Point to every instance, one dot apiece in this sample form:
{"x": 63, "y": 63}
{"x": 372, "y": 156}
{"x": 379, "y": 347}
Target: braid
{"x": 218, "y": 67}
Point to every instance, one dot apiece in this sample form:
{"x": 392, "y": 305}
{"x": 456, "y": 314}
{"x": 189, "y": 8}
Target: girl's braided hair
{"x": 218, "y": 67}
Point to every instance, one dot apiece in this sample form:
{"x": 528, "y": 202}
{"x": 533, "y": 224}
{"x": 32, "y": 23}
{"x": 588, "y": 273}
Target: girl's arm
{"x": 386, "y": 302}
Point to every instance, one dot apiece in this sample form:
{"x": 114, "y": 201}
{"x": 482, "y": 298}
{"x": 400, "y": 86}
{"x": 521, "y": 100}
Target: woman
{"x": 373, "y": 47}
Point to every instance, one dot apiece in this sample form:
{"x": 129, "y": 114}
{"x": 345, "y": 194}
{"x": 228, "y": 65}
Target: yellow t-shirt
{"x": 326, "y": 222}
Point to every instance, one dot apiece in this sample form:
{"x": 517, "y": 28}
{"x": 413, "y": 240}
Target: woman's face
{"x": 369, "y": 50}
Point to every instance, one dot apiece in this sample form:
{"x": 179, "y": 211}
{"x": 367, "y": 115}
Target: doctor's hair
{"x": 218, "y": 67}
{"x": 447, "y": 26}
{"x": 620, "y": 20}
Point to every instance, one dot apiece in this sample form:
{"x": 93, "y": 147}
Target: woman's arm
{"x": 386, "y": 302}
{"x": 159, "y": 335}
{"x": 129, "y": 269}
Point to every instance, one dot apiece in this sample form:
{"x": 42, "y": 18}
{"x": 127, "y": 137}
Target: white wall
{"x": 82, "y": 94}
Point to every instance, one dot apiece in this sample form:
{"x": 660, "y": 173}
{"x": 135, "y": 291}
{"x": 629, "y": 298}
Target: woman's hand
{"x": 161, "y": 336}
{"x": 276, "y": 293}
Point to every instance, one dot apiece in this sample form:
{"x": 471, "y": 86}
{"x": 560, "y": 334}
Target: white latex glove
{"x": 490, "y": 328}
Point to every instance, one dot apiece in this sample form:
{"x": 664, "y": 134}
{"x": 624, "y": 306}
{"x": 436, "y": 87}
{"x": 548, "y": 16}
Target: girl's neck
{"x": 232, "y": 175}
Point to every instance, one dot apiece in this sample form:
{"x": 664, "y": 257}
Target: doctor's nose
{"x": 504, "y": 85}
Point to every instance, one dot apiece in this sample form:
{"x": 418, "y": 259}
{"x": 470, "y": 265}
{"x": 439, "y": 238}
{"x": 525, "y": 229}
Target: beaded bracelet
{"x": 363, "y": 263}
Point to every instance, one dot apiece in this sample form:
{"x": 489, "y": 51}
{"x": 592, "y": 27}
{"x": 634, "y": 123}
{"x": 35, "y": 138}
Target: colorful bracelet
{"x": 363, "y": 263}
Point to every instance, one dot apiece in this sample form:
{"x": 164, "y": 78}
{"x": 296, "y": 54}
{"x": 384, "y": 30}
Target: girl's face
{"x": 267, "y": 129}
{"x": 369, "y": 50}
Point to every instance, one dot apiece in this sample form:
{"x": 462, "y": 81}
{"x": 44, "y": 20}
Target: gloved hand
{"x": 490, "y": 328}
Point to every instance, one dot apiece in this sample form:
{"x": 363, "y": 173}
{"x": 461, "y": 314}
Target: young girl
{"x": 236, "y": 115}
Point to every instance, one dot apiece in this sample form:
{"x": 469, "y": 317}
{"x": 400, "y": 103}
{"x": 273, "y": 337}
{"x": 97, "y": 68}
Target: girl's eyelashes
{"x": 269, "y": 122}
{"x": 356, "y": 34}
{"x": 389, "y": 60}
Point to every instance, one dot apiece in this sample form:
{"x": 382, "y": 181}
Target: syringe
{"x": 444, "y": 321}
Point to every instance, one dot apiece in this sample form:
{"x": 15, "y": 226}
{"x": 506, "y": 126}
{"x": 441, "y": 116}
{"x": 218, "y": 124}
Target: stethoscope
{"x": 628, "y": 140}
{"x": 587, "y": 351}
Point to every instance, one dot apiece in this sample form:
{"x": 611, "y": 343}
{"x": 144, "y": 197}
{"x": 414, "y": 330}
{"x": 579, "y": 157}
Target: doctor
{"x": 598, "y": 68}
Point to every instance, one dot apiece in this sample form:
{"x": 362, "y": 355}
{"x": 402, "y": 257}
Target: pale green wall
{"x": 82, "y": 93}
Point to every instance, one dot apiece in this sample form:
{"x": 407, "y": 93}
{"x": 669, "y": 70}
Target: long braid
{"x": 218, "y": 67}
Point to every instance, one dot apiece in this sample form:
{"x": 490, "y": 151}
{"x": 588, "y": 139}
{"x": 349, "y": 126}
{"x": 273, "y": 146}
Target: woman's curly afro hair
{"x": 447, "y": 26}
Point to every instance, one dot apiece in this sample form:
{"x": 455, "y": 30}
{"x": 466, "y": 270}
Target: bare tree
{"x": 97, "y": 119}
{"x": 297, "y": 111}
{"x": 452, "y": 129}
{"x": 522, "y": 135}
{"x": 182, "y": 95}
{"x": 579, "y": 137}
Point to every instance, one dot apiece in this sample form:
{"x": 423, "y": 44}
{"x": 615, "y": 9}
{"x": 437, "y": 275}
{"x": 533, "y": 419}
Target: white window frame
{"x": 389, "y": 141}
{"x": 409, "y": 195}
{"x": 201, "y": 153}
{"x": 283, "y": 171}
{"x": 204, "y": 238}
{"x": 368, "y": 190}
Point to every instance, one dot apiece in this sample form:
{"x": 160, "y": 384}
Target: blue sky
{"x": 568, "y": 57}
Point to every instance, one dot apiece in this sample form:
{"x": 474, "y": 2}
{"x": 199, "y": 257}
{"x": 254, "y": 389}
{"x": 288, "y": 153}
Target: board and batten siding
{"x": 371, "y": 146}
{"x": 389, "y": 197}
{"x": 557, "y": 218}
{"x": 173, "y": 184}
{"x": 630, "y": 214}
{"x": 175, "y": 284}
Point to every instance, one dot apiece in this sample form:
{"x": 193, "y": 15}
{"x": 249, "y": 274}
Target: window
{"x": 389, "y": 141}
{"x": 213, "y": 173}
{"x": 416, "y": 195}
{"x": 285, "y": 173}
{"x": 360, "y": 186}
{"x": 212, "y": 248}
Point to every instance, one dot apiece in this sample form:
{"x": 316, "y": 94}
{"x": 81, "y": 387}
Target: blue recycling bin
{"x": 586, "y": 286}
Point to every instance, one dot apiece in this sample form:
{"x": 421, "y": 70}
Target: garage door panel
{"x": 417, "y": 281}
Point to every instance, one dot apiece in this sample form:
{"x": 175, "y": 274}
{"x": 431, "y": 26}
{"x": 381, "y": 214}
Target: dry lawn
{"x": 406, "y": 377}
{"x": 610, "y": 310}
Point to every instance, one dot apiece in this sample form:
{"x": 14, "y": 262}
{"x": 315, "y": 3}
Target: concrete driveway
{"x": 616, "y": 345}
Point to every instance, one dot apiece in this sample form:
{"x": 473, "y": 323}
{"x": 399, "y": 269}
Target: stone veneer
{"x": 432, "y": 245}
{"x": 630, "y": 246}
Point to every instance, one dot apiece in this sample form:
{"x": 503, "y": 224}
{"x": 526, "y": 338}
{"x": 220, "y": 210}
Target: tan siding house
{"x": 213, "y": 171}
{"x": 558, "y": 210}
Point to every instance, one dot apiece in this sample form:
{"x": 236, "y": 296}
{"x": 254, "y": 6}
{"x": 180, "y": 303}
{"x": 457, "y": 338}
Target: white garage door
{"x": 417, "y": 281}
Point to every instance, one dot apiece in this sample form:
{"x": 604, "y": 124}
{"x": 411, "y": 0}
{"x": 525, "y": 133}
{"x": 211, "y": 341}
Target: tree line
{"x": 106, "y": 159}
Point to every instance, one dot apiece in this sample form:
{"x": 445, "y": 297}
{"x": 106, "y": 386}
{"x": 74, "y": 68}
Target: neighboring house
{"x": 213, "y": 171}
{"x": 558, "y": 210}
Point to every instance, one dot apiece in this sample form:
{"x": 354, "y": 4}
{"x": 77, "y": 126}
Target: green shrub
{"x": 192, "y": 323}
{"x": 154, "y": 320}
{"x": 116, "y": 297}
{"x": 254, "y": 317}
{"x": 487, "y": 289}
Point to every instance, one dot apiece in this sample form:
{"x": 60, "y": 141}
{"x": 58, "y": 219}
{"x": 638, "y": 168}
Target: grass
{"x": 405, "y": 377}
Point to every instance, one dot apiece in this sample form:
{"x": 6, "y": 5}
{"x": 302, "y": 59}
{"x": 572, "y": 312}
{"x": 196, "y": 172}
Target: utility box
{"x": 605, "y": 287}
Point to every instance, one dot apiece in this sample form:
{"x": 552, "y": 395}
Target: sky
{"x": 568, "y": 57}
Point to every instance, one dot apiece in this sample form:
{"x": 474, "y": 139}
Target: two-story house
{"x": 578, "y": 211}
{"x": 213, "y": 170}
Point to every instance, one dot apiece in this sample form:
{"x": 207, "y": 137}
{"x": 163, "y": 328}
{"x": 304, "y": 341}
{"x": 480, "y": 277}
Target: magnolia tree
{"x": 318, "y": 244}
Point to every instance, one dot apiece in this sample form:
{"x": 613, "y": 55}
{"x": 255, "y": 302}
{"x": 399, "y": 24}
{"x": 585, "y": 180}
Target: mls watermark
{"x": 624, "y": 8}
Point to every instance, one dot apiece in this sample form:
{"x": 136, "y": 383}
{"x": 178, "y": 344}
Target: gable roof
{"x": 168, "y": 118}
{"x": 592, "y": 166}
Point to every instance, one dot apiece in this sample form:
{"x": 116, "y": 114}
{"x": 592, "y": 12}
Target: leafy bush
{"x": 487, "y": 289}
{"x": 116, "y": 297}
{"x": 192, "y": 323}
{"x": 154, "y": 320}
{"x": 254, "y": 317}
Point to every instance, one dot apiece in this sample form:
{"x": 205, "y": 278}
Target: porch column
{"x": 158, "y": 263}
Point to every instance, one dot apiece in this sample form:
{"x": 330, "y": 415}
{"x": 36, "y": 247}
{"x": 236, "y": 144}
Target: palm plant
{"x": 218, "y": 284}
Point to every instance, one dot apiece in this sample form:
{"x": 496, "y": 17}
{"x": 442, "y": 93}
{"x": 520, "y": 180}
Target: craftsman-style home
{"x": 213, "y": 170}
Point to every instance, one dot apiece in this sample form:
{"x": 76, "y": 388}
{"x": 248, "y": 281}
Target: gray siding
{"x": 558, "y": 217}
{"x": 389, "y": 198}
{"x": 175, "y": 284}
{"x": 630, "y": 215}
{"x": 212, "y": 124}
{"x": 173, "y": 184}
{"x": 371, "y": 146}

_ _ _ _ _ _ _

Every line from the one containing "Target: craftsman-style home" through the final line of the data above is to be restated word for word, and nothing more.

Target: craftsman-style home
{"x": 213, "y": 170}
Point to every instance, one dot apiece in this sample form:
{"x": 76, "y": 388}
{"x": 248, "y": 281}
Target: gray siding
{"x": 558, "y": 217}
{"x": 389, "y": 198}
{"x": 175, "y": 284}
{"x": 630, "y": 215}
{"x": 212, "y": 124}
{"x": 173, "y": 184}
{"x": 371, "y": 146}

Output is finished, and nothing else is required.